Written exercise:
List every line of the material below that contains the string "blue". Case counts.

Entries shown:
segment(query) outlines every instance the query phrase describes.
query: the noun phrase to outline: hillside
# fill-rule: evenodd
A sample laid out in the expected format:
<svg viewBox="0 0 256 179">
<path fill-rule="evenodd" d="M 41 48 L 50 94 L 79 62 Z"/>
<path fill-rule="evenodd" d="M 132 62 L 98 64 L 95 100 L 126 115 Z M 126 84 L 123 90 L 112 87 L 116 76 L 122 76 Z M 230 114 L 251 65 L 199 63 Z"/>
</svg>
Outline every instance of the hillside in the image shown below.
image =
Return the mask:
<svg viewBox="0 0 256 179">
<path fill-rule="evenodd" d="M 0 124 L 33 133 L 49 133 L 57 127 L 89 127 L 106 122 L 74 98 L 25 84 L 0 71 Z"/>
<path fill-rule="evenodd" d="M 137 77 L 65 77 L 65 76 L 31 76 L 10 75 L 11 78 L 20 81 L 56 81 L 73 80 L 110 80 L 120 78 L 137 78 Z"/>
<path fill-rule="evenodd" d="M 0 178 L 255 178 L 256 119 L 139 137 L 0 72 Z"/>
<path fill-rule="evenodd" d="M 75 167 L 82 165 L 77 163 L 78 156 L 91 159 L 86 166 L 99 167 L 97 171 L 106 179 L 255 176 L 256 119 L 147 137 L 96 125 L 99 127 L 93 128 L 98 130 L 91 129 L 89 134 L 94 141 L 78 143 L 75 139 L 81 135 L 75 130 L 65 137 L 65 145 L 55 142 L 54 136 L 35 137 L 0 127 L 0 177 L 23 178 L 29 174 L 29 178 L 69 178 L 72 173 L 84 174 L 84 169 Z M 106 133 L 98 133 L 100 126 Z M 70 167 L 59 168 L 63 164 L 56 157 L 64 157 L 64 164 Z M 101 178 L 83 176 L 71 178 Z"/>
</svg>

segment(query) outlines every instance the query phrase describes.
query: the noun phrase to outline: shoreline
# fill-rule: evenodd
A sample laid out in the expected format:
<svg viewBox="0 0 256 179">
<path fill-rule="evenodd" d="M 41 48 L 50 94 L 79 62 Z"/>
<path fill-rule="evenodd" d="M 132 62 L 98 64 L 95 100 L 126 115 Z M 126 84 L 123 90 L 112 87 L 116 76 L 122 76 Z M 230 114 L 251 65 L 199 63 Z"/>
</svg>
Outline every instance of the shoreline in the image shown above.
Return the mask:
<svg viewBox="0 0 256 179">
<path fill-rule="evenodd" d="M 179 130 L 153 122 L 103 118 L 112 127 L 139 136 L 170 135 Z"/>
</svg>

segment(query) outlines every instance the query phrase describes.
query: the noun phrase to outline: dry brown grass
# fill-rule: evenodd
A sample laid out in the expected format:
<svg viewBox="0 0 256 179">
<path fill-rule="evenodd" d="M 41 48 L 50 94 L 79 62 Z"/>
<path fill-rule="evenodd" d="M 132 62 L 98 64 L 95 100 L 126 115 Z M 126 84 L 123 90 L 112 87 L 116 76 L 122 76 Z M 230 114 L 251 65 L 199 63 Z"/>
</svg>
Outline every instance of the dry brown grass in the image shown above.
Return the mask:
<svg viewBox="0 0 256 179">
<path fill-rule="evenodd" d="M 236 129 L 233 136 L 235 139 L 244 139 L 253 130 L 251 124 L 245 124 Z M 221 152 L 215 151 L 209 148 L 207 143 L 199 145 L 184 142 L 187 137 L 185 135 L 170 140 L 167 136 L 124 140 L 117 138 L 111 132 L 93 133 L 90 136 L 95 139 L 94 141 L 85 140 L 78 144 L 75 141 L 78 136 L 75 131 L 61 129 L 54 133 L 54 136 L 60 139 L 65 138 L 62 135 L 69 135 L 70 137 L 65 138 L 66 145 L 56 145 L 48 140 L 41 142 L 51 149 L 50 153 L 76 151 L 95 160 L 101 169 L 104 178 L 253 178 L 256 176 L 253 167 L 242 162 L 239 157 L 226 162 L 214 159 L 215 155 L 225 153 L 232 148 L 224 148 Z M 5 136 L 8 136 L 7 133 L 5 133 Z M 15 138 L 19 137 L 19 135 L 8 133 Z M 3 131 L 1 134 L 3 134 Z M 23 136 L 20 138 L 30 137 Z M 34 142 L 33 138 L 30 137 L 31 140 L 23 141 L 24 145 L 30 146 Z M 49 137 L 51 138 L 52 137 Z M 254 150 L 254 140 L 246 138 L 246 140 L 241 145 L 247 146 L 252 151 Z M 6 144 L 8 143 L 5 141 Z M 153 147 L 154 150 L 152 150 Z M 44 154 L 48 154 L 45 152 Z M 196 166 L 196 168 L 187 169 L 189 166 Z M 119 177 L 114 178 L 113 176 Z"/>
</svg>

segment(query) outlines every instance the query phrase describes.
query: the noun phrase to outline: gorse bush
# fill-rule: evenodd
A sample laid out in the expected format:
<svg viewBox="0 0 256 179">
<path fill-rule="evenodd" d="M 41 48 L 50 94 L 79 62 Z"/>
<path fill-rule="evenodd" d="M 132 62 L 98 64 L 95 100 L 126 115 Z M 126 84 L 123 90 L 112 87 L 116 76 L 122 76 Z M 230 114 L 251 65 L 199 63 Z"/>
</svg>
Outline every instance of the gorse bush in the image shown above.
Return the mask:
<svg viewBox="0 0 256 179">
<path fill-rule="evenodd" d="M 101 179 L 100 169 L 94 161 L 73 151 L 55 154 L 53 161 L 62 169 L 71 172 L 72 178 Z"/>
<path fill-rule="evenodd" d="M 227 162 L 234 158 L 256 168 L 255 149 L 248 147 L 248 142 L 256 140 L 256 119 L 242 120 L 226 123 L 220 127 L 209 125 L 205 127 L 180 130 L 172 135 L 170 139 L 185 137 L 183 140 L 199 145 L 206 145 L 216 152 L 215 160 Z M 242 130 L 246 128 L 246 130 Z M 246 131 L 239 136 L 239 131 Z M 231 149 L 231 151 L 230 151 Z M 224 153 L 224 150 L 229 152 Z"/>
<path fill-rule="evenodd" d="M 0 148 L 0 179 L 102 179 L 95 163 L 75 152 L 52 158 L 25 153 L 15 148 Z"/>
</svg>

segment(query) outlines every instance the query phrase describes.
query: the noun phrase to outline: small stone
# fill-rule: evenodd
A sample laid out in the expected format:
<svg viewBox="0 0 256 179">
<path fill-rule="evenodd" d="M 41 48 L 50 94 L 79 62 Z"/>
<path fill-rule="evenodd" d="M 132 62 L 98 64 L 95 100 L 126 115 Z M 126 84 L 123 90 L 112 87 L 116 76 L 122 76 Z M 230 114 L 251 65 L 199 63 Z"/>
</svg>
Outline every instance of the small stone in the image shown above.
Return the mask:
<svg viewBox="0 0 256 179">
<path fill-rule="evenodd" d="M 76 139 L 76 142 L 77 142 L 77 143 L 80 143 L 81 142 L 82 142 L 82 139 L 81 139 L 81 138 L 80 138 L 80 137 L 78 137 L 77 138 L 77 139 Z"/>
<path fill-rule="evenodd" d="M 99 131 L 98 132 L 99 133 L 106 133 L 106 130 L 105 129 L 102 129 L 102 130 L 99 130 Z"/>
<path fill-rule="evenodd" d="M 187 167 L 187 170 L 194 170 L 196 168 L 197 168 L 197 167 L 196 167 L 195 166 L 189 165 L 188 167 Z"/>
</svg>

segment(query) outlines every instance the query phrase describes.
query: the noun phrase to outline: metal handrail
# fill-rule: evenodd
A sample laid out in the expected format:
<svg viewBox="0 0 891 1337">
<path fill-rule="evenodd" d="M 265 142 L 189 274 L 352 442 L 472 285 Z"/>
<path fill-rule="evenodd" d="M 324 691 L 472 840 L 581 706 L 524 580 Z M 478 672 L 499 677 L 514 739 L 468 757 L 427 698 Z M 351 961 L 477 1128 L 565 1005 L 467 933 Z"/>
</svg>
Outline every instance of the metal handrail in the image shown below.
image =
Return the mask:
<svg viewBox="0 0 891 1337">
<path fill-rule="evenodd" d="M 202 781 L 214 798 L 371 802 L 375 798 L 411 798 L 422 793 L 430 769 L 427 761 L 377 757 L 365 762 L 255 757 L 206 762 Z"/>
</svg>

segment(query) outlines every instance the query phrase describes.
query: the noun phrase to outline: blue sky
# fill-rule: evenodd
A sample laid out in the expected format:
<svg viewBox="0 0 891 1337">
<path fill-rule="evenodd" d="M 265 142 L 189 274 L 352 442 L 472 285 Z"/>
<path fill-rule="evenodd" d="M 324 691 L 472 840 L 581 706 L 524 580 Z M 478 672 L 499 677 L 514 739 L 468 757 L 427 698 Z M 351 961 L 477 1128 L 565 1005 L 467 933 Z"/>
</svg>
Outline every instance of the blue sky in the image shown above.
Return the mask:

Written reply:
query: the noun phrase to outline: blue sky
Outline every instance of the blue sky in the image shown above.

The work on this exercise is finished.